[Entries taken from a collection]
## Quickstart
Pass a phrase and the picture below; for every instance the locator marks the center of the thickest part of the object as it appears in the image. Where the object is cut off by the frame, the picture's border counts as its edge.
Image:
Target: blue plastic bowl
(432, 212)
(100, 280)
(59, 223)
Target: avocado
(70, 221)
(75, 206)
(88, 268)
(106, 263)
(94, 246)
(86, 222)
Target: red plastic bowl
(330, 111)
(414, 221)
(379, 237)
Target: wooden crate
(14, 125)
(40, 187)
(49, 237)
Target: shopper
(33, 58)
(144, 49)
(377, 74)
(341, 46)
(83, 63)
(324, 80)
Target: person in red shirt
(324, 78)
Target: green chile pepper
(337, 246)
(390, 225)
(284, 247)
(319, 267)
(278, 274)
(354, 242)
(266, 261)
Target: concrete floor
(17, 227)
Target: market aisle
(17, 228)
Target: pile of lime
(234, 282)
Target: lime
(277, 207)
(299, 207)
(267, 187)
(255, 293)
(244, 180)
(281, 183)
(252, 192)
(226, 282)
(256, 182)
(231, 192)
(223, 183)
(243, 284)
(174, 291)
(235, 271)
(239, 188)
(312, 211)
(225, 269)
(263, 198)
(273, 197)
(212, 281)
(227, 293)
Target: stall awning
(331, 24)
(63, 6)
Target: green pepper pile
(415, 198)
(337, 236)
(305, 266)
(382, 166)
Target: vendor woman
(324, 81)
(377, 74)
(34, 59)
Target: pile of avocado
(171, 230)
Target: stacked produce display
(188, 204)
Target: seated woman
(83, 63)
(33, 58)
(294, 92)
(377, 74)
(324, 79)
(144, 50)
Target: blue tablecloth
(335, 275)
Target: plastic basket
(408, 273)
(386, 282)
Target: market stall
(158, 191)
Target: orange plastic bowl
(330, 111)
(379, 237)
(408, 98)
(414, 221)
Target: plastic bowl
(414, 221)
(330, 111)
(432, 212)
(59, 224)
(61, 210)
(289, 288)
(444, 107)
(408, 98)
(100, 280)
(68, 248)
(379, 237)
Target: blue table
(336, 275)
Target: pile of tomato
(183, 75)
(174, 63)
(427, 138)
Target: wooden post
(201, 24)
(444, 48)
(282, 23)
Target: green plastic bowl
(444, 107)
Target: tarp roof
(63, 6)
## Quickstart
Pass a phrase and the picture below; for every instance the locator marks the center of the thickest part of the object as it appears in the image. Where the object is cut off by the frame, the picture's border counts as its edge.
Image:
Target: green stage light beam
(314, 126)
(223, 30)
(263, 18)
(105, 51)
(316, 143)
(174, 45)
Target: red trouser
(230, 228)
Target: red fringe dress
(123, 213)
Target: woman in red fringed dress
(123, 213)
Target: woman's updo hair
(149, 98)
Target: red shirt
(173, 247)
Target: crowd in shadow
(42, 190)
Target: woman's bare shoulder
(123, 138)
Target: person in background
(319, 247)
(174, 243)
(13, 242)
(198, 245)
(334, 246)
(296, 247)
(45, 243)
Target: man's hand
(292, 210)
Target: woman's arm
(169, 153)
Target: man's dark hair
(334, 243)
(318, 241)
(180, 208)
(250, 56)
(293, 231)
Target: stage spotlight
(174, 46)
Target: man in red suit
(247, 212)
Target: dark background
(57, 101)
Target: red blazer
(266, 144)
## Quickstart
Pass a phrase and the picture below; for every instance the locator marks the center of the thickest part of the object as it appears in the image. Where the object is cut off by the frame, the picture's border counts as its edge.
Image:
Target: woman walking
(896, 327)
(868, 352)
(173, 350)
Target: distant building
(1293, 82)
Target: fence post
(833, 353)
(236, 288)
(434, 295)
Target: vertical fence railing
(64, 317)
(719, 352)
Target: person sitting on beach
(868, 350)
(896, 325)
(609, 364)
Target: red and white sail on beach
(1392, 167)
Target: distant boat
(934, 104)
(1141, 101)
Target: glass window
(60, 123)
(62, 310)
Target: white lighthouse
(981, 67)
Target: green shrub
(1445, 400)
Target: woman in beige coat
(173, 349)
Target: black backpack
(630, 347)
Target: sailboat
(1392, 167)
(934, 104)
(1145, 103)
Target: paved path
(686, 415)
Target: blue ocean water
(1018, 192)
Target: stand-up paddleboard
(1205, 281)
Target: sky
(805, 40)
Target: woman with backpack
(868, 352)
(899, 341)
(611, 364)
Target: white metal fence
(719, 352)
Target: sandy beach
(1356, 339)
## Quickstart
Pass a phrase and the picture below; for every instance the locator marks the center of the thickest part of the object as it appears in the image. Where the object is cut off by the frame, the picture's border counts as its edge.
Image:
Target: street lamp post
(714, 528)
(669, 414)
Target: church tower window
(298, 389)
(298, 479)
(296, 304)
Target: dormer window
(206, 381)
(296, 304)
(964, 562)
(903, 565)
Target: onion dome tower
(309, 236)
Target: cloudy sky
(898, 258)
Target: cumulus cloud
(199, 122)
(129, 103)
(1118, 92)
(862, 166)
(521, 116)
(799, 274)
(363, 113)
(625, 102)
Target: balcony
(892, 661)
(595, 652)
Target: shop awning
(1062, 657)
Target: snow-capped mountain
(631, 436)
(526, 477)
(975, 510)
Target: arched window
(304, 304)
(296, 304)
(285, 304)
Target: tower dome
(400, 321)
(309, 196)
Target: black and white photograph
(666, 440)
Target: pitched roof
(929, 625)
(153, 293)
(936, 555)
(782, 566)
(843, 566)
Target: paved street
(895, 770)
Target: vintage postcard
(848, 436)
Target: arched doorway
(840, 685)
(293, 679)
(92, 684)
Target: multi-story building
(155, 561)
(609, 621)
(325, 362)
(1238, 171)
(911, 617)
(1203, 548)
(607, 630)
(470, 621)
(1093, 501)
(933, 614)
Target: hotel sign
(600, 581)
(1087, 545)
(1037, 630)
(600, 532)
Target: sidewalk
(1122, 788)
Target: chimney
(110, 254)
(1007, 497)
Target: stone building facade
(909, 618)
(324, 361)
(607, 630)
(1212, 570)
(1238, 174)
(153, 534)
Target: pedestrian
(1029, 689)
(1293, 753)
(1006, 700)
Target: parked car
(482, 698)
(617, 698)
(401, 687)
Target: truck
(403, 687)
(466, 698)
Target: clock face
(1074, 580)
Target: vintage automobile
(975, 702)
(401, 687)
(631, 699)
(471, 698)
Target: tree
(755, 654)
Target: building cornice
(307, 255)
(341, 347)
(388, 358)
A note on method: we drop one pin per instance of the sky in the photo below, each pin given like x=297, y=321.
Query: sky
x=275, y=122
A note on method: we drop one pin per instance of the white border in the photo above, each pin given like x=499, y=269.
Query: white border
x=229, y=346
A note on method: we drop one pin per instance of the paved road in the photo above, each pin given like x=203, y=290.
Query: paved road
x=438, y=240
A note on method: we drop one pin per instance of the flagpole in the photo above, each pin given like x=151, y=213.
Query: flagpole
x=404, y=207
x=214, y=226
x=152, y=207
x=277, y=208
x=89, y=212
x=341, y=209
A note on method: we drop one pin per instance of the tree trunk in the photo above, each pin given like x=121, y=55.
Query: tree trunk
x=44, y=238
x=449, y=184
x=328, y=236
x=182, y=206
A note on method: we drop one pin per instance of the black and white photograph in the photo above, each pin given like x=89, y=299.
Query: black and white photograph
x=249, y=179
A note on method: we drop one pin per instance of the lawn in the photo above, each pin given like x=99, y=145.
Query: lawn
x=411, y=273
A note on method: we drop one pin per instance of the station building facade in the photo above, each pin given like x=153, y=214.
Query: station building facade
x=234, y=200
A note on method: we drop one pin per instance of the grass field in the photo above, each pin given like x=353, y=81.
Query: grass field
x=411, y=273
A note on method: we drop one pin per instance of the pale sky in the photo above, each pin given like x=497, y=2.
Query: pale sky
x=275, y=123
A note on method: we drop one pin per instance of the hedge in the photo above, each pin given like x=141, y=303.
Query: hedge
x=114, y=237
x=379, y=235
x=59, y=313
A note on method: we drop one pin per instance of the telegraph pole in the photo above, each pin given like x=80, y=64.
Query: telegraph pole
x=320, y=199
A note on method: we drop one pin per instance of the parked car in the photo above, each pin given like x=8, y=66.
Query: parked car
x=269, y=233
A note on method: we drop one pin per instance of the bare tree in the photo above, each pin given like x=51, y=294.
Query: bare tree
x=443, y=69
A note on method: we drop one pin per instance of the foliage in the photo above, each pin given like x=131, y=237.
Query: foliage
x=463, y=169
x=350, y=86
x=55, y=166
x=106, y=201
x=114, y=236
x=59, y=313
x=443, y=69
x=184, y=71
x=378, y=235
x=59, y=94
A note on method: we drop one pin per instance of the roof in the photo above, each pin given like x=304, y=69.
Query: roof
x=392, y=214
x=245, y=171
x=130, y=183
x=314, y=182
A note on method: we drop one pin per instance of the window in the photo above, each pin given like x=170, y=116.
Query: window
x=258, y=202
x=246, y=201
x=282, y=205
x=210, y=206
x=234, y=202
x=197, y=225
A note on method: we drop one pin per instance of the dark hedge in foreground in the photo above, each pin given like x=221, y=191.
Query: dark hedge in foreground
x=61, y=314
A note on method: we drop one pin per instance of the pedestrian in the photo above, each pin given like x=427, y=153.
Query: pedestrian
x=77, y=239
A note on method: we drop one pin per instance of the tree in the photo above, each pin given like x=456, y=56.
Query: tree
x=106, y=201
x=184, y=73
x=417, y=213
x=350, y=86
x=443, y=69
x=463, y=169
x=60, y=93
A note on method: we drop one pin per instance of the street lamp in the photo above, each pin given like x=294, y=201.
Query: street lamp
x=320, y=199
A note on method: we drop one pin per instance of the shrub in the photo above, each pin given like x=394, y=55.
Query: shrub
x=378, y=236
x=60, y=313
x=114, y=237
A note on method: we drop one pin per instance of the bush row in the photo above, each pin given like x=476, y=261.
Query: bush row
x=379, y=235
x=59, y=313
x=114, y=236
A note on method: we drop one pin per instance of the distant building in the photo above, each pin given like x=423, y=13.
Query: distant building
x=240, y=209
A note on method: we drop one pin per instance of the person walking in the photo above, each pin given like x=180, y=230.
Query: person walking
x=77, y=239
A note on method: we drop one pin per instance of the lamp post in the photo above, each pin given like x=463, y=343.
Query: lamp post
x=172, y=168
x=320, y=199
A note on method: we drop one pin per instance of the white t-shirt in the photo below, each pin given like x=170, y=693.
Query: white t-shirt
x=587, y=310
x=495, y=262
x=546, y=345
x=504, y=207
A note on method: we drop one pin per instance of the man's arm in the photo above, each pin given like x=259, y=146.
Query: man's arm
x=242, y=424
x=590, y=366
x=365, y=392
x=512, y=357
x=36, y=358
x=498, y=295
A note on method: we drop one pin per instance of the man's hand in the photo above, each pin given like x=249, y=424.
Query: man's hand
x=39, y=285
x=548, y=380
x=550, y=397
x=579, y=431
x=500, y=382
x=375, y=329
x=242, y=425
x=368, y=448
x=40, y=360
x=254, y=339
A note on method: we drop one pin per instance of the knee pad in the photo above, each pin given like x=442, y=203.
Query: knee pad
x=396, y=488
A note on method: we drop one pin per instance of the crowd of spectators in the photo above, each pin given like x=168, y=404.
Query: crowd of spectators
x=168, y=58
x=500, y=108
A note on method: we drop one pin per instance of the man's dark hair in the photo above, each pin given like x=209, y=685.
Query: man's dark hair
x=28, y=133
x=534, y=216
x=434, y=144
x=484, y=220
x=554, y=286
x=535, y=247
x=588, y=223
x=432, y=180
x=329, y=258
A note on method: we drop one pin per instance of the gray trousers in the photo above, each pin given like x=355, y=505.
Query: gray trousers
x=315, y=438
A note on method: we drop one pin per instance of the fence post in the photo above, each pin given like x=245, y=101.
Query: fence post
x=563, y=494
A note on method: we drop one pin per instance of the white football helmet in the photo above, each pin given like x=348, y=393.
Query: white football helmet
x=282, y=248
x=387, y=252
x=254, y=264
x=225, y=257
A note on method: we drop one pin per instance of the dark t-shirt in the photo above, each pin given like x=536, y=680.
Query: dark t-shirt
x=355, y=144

WORK INSTRUCTIONS
Each line from the one that includes "like x=355, y=505." down to the close of the records above is to be given again exactly, and no other line is to appear.

RESULT OF THE TASK
A note on method: we drop one pin per instance of the gray trousers in the photo above, each pin given like x=355, y=505.
Query: gray trousers
x=315, y=438
A note on method: we drop one pin per instance of the fence post in the photo above, each pin given like x=245, y=101.
Query: fence post
x=563, y=494
A note on method: we drop one pin per instance of the white football helmet in the photo above, each pin given like x=348, y=393.
Query: white football helmet
x=282, y=248
x=387, y=252
x=254, y=264
x=225, y=257
A note on method: we drop one pin per instance of the dark t-shirt in the photo above, each pin given like x=536, y=680.
Query: dark t-shirt
x=355, y=144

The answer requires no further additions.